=== Problems to solve ===
1 - Answer these questions about the rutabaga article:
(a) Besides cauliflower and broccoli, which vegetable is named as a member of the brassica genus?
(b) How many grams of fiber does one cup of rutabaga provide?
(c) Which phytochemical may inhibit the growth of cancerous tumors?
2 - Rewrite the rutabaga article from "The health benefits" up to and including "of cancerous tumors.", using "tasty" in place of "flavorful".
3 - Pick up the rutabaga article after its last sentence and keep writing.

=== Passage ===
<<<<
Rutabaga: A Surprising Treat

Rutabagas are a wonderful addition to the winter diet. They are a member the brassica genus of plants which includes other cruciferous vegetables like cauliflower, Brussels sprouts and broccoli. Their sweet, yellow flesh can be mashed, roasted, steamed or sauteed.

Rutabagas are rich in vitamin C, dietary fiber, potassium and antioxidant compounds, important nutrients for any healthy diet. And they offer plenty of those nutrients!

  • One cup of cubed, boiled rutabaga contains 66 calories’ It has 2.2 grams of protein, 4 percent of the recommended daily amount!
  • That one cup of rutabagas also offers 12 percent of the recommended daily intake of fiber. One cup provides 3.1 grams.
  • It also provides 16 percent of the daily potassium requirements and 10 percent of the daily value of magnesium and phosphorus.
  • Rutabaga is an excellent source of vitamin C. One cup provides 53 percent of the recommended daily value and 4 to 9 percent of the B-vitamins.
  • Rutabaga contains the phytochemicals called isothiocyanates. These are best obtained from raw cruciferous vegetables because they can’t be absorbed as well after the vegetable is cooked.

The health benefits of you’ll gain from these flavorful roots are also impressive!

  • The phytochemicals remove carcinogens from the body and help the liver process toxins. One phytochemical, glucosinolate, may inhibit the growth of cancerous tumors.
>>>>
Text-to-region grounding data:
<<<<
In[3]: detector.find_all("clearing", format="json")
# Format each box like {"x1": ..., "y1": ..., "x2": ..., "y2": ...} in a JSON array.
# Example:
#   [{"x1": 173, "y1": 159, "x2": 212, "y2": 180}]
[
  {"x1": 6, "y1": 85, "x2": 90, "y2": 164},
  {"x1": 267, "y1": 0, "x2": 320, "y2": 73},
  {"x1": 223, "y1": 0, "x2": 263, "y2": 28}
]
>>>>
=== Written responses ===
1 -
(a) Brussels sprouts
(b) 3.1 grams
(c) Glucosinolate

2 -
The health benefits of you’ll gain from these tasty roots are also impressive!

  • The phytochemicals remove carcinogens from the body and help the liver process toxins. One phytochemical, glucosinolate, may inhibit the growth of cancerous tumors.

3 -
  • It’s store of antioxidants help prevent free radical damage to our cells and DNA, boosts the immune system and helps prevent illness and disease. Rutabaga also contains carotenoids, which help stimulate the antioxidant activity.
  • Rutabaga is a good source of fiber which helps support the body’s digestive system, is essential to colon health, digestion and healthy metabolism. The glucosinolates may also help the stomach process bacteria.
  • The potassium found in rutabaga helps promote bone strength, aids in energy production and supports heart health and metabolism.

Still not sold on rutabaga? Try slow-roasting with a touch of sea salt, and grape seed oil as part of a winter dinner, add to soups and stews, or get a big dose of phytochemicals with a crunchy salad of walnuts, chopped rutabaga, spinach, and dried cranberries.

If you’re not already a rutabaga fan … give it a try, you will be!